[Stored entries]
====

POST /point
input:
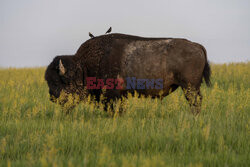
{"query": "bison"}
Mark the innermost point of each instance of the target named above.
(177, 62)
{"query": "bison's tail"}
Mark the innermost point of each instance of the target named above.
(207, 70)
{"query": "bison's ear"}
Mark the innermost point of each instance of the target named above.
(62, 70)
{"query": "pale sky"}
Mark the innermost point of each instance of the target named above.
(33, 32)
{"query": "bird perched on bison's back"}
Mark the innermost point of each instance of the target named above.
(109, 30)
(91, 35)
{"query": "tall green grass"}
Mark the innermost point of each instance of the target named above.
(36, 132)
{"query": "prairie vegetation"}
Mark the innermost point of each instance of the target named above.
(150, 132)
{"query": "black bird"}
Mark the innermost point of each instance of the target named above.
(91, 35)
(109, 30)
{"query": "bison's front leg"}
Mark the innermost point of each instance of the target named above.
(194, 98)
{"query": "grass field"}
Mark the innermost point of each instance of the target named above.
(35, 132)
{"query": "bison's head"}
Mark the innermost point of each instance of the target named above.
(65, 78)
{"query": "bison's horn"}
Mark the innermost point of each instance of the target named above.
(61, 68)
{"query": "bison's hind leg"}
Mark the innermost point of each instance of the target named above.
(194, 98)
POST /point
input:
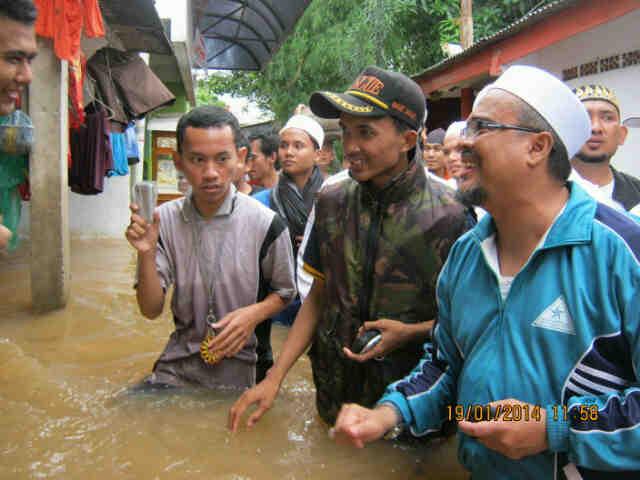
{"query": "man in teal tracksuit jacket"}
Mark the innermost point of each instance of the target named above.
(566, 338)
(536, 352)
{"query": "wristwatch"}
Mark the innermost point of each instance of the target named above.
(398, 428)
(394, 432)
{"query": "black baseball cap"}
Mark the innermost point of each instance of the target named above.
(375, 93)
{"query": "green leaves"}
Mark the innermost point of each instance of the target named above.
(335, 39)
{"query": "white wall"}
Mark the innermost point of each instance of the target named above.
(616, 37)
(176, 10)
(103, 215)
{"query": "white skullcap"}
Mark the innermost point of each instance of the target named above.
(455, 129)
(309, 125)
(551, 98)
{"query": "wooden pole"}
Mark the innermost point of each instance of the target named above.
(466, 39)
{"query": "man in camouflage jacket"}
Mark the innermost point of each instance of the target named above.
(377, 245)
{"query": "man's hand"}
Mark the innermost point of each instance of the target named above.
(263, 394)
(358, 425)
(234, 329)
(143, 236)
(512, 439)
(395, 334)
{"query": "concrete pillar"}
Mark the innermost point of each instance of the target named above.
(48, 107)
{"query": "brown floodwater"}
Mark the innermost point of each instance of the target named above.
(64, 411)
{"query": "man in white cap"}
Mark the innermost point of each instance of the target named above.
(537, 345)
(593, 161)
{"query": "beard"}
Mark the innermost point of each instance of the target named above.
(592, 158)
(475, 195)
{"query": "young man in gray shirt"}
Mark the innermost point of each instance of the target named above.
(228, 257)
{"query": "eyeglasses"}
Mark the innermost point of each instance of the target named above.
(476, 126)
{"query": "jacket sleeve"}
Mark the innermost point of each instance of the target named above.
(276, 260)
(422, 397)
(601, 431)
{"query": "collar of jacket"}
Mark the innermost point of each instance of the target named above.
(573, 227)
(400, 187)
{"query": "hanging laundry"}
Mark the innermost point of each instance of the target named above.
(77, 69)
(91, 151)
(119, 150)
(133, 151)
(64, 21)
(14, 170)
(127, 85)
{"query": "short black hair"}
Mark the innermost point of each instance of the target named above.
(559, 165)
(209, 116)
(269, 142)
(23, 11)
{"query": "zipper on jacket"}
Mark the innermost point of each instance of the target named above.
(370, 254)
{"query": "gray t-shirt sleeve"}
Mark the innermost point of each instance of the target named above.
(277, 261)
(164, 266)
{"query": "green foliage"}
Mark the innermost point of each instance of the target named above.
(207, 96)
(336, 39)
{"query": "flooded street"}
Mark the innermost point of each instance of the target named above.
(65, 413)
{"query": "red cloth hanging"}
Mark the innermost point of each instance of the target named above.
(64, 20)
(93, 23)
(77, 69)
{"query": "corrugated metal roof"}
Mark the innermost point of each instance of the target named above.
(245, 34)
(526, 21)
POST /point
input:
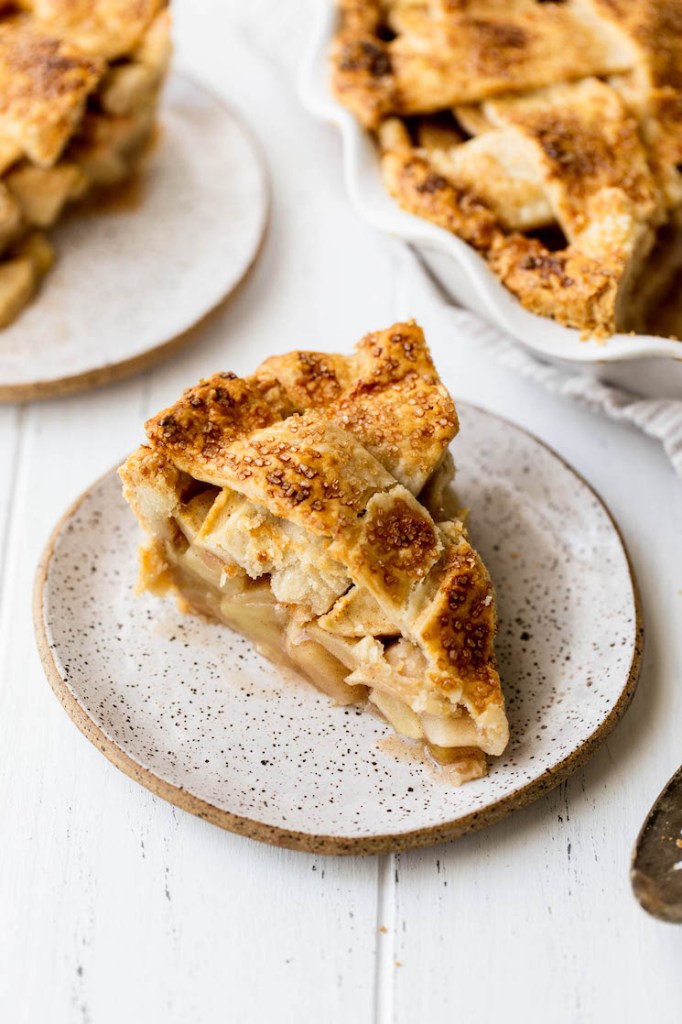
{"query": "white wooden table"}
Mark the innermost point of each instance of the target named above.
(115, 906)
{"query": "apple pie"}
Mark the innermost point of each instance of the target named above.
(547, 135)
(79, 89)
(309, 507)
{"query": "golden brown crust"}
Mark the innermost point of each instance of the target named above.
(388, 395)
(328, 452)
(445, 54)
(98, 28)
(44, 84)
(554, 146)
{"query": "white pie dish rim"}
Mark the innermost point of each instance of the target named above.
(463, 272)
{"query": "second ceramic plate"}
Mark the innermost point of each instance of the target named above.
(134, 275)
(187, 709)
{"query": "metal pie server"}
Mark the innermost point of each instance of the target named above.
(656, 860)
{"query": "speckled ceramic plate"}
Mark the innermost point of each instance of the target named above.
(188, 710)
(135, 274)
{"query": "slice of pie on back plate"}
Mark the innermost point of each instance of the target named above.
(308, 507)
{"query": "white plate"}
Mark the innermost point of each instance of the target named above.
(132, 279)
(188, 710)
(642, 363)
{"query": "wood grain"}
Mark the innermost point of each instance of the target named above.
(114, 905)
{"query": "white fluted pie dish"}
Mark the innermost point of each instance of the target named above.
(645, 364)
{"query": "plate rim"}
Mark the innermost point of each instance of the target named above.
(88, 380)
(312, 842)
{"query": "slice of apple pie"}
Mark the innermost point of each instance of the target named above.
(308, 507)
(548, 136)
(79, 89)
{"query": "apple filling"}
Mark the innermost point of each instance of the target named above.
(275, 585)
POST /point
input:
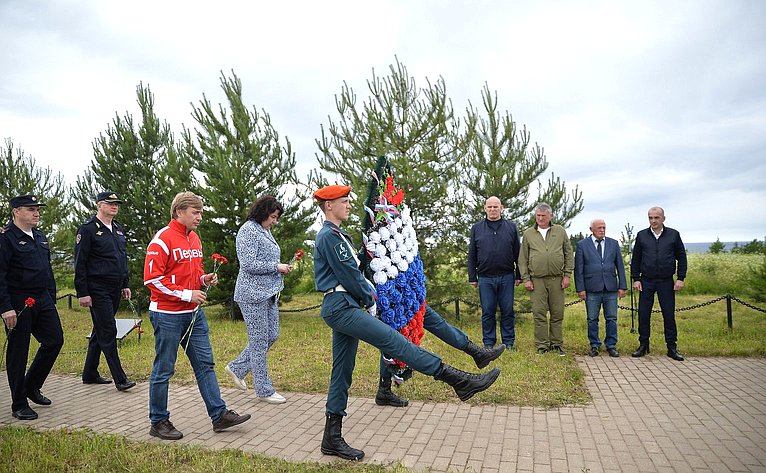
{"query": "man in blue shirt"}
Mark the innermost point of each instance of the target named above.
(493, 267)
(598, 266)
(348, 298)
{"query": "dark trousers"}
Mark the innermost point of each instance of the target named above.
(434, 323)
(350, 324)
(106, 300)
(667, 297)
(42, 321)
(497, 291)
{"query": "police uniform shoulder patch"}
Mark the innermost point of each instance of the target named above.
(342, 252)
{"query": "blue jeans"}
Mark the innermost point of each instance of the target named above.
(435, 323)
(494, 291)
(168, 330)
(593, 303)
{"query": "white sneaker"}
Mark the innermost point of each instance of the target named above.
(239, 383)
(275, 398)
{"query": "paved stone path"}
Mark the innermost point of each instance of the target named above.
(648, 414)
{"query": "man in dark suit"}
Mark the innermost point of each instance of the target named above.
(658, 255)
(598, 266)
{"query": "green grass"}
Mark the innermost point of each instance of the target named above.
(301, 359)
(25, 450)
(300, 362)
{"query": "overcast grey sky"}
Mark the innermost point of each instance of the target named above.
(639, 103)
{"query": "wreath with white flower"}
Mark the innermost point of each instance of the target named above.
(393, 262)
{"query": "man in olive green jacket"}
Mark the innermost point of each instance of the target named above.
(546, 263)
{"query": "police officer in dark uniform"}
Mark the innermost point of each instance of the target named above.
(26, 275)
(348, 298)
(101, 279)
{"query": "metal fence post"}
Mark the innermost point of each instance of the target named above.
(728, 311)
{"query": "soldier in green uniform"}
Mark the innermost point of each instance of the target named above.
(349, 308)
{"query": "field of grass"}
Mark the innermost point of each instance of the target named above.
(300, 361)
(25, 450)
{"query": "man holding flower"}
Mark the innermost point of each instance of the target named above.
(174, 274)
(28, 305)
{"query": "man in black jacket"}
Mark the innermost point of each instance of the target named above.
(658, 254)
(101, 279)
(493, 267)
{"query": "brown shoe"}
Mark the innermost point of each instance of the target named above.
(229, 419)
(165, 430)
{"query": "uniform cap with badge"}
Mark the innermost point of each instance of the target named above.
(28, 200)
(332, 192)
(108, 197)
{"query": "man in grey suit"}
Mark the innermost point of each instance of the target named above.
(598, 265)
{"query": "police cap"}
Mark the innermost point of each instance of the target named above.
(109, 197)
(27, 200)
(332, 192)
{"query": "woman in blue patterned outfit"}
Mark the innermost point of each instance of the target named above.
(258, 285)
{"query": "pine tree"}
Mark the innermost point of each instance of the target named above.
(502, 162)
(416, 128)
(20, 175)
(140, 163)
(238, 152)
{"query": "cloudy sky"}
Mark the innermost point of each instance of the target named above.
(639, 103)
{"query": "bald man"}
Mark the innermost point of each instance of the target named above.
(493, 267)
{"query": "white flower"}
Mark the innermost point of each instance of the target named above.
(380, 251)
(380, 277)
(386, 262)
(376, 264)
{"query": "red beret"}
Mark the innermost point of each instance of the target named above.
(332, 192)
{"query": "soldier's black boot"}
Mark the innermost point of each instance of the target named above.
(386, 397)
(333, 443)
(466, 384)
(483, 355)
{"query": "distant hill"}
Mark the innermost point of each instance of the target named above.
(703, 247)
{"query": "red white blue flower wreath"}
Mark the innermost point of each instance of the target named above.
(392, 261)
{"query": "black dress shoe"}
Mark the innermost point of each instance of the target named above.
(641, 351)
(97, 380)
(125, 385)
(673, 353)
(37, 397)
(25, 413)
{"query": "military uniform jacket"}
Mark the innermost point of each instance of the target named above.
(101, 255)
(25, 266)
(549, 257)
(335, 263)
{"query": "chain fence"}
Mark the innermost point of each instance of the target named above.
(140, 302)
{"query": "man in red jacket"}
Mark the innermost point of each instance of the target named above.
(174, 274)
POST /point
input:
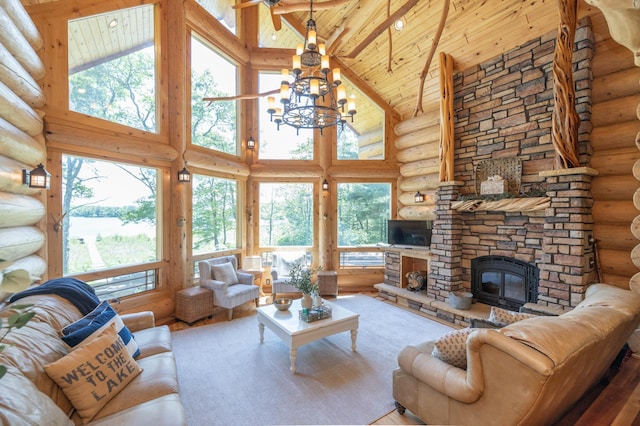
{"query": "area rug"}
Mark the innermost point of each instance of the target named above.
(227, 377)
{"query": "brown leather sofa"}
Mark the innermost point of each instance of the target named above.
(527, 373)
(29, 397)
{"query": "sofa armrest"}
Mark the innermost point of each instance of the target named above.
(245, 278)
(215, 285)
(443, 377)
(139, 320)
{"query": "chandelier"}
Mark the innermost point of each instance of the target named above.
(301, 106)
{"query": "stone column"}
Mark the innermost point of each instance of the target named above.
(445, 265)
(568, 264)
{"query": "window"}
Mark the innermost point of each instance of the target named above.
(222, 11)
(363, 211)
(283, 144)
(111, 219)
(214, 214)
(112, 72)
(213, 125)
(362, 139)
(286, 214)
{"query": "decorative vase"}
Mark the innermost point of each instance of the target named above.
(306, 302)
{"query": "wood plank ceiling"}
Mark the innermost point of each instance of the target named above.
(475, 31)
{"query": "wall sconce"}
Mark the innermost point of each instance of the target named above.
(37, 178)
(251, 143)
(184, 175)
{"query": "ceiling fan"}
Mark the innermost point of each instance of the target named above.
(281, 7)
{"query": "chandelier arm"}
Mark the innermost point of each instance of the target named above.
(249, 96)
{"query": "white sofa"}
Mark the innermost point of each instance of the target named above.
(527, 373)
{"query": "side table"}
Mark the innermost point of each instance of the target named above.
(257, 277)
(193, 304)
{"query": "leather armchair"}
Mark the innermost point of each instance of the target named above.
(227, 294)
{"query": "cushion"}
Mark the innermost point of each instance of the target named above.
(505, 317)
(96, 321)
(94, 372)
(452, 347)
(225, 272)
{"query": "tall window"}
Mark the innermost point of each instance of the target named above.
(214, 214)
(112, 71)
(363, 211)
(213, 125)
(362, 139)
(111, 217)
(283, 144)
(286, 214)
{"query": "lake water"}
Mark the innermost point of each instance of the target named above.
(91, 226)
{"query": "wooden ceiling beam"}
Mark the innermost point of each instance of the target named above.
(381, 28)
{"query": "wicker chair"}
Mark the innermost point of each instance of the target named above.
(216, 275)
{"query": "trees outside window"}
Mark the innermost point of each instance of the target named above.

====

## What the task requires
Select every line of the records that contains the string "window" and copy those lines out.

## The completed task
{"query": "window"}
{"query": "tall window"}
{"query": "trees outside window"}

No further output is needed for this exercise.